» **WORK ORDER**: In full and word for word, return the listing that follows.

» **DATA SHOWN**:
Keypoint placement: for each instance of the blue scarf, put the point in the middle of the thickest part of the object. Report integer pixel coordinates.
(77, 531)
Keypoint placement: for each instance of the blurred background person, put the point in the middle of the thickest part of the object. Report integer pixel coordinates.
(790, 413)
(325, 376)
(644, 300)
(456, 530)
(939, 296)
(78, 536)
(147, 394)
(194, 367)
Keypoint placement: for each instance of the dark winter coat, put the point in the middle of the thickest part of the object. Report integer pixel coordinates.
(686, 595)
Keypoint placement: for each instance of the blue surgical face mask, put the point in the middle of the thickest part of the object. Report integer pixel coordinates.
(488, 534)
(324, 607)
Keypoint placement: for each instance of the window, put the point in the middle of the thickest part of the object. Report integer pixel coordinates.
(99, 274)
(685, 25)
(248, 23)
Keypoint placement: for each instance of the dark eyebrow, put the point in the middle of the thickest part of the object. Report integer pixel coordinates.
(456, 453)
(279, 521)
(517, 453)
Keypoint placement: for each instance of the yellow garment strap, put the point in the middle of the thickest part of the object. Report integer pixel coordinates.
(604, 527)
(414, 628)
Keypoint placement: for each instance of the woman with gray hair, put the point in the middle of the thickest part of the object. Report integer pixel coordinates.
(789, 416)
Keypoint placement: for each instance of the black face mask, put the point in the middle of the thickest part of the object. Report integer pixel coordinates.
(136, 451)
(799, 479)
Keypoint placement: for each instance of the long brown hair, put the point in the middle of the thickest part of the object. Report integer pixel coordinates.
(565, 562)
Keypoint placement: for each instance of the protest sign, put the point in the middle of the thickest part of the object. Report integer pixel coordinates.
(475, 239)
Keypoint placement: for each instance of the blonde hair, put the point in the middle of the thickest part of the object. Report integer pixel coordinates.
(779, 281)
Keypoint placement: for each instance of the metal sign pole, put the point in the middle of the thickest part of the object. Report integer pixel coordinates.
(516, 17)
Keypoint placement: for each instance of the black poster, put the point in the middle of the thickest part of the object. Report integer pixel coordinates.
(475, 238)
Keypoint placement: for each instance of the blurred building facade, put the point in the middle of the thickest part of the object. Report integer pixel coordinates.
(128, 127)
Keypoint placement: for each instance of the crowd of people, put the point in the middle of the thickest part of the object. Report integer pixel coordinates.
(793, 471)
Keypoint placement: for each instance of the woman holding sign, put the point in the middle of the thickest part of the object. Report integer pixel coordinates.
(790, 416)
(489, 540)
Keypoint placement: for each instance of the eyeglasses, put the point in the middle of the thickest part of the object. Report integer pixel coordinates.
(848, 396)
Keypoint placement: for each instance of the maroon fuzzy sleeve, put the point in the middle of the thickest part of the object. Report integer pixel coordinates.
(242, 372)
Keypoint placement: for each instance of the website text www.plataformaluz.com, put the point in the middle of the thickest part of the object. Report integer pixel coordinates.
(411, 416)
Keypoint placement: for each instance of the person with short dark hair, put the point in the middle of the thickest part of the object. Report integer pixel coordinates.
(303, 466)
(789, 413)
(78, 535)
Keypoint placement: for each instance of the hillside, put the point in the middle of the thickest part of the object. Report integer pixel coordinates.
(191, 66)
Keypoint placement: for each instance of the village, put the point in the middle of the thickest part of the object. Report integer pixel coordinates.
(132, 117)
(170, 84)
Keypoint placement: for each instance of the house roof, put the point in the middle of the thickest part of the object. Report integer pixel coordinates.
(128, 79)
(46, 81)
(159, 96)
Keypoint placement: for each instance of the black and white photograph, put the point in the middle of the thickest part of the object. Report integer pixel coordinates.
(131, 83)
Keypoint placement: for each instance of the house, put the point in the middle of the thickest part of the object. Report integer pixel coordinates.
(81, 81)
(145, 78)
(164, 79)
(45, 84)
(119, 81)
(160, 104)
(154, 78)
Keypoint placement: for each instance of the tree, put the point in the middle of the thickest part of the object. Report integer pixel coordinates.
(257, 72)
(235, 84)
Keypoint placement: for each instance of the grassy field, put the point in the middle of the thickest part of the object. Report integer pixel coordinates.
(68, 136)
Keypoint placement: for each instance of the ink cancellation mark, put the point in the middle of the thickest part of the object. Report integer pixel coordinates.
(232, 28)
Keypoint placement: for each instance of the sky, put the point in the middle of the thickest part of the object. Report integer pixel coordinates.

» **ANSWER SPACE**:
Keypoint placement: for each instance of the blue scarf, put the point in the middle of the thickest part of the object. Report integer pixel coordinates.
(77, 531)
Keypoint placement: for each instance of the blurred background person, put the point in the middle of the thickest part of the object. Report integer pixel coordinates.
(790, 413)
(325, 376)
(644, 300)
(456, 530)
(939, 296)
(78, 536)
(147, 394)
(194, 367)
Keypoint placement: for each instance of the dark winter coat, put the point in the middle of the thickest part of the object. Report integer pixel coordinates.
(686, 595)
Keypoint placement: for each instance of the blue surgical face mask, put the point in the middle of the thickest part of the object. Report integer pixel coordinates.
(488, 534)
(324, 607)
Keypoint placement: for each instance of the window, put the point in the middle of the thickest part of the object. Report integer pixel coordinates.
(99, 274)
(685, 25)
(248, 23)
Keypoint placement: for each instance of the dark eyebrow, put the point in the middle of the thickest part of the object. Report integer pixel coordinates.
(456, 453)
(279, 521)
(517, 453)
Keypoint placement: for each instance of the yellow garment strap, put the point in the middle of the thickest part of the object. Report integer pixel coordinates.
(604, 527)
(414, 628)
Keypoint placement: for each instance of the woman with gray hair, put the point in the middle of the thickest part of the object. Report integer pixel coordinates.
(789, 416)
Keypoint placement: for each instance of the black face mask, put the point in the middle of the thickest part of the object. Report integer pixel coordinates.
(136, 451)
(799, 479)
Keypoint placement: for each instance of the long brown hair, put the point in the middle of the thickest part of the object. Report integer pixel coordinates.
(565, 562)
Keypoint placement: for each instance of the protest sign, put the point in the middle of the thickest part of the object. Report integer pixel coordinates.
(475, 239)
Keypoint placement: for each instance of the blonde hair, put the point in the middle of the thickest part of the object. Report integer pixel coordinates.
(779, 281)
Keypoint placement: for each instance of the metal sign pole, put the point in the middle of the thickest part of the object. Report integer pixel coordinates.
(516, 17)
Keypoint placement: for each instance of the black poster, put the point in the middle of the thickest part of the object. Report integer pixel coordinates.
(475, 238)
Keypoint placement: for each instance of the blurred building facade, put the point in the middle of the thickest part of the object. Report integer pixel coordinates.
(128, 127)
Keypoint placement: for each instance of the crowd of people, put the point in the middle of the thickest part of the object. Report integer pixel coordinates.
(793, 471)
Keypoint placement: for each instance of the woman holding sign, put the point in the middle of the thickest part of the object. Report integer pixel coordinates.
(790, 416)
(489, 540)
Keypoint placement: for each instance of the eyeglasses, put the point in the middle of the thickest part of the object. Report integer pixel coordinates.
(848, 396)
Keypoint placement: for each instance of the maroon fuzzy sleeve, put the point in the middle of the thickest part of the object. Report integer pixel coordinates.
(242, 372)
Keypoint placement: for each instance of the website text www.plataformaluz.com, put the point in the middle of the thickest part of the object. Report integer pixel coordinates.
(411, 416)
Keypoint placement: for each instance of the person with short dark hair, put the point in the middle of the thickest part of the object. Report integer pixel coordinates.
(303, 466)
(789, 413)
(78, 535)
Keypoint placement: for each instance of the hillside, put the point in the middle of the thickest part of the object. Report integer pixel coordinates.
(191, 66)
Keypoint placement: for each instance of the village, put the point in the middle of the thickest part of the object. Report integer pixel coordinates.
(132, 117)
(170, 84)
Keypoint placement: for each instance of the house roof, put the point in the middle of the thickest part of the object. Report integer pixel coordinates.
(128, 79)
(46, 81)
(159, 96)
Keypoint placement: for each instance of the black and white photograph, put the point in the middle of the thickest part of the object. Report integer pixel coordinates.
(131, 83)
Keypoint placement: for each instance of the house, put the point in the middle of the thickest part of the object. Report integer pixel coordinates.
(81, 81)
(145, 78)
(164, 79)
(45, 84)
(119, 81)
(160, 104)
(154, 78)
Keypoint placement: for each instance of the tree, put the point in the middle of the thickest part of the object. Report integer pixel coordinates.
(257, 72)
(235, 84)
Keypoint placement: for each instance of the grassy field, put the point in the middle of the thickest part of the object. Report integer pixel coordinates.
(68, 136)
Keypoint placement: for each instance of the ink cancellation mark, put the point in the middle of the thickest part of the object. Report integer pixel coordinates.
(232, 28)
Keypoint placement: for each instance of the sky, put the point in the middle of the thickest part of the object. Report integer pixel coordinates.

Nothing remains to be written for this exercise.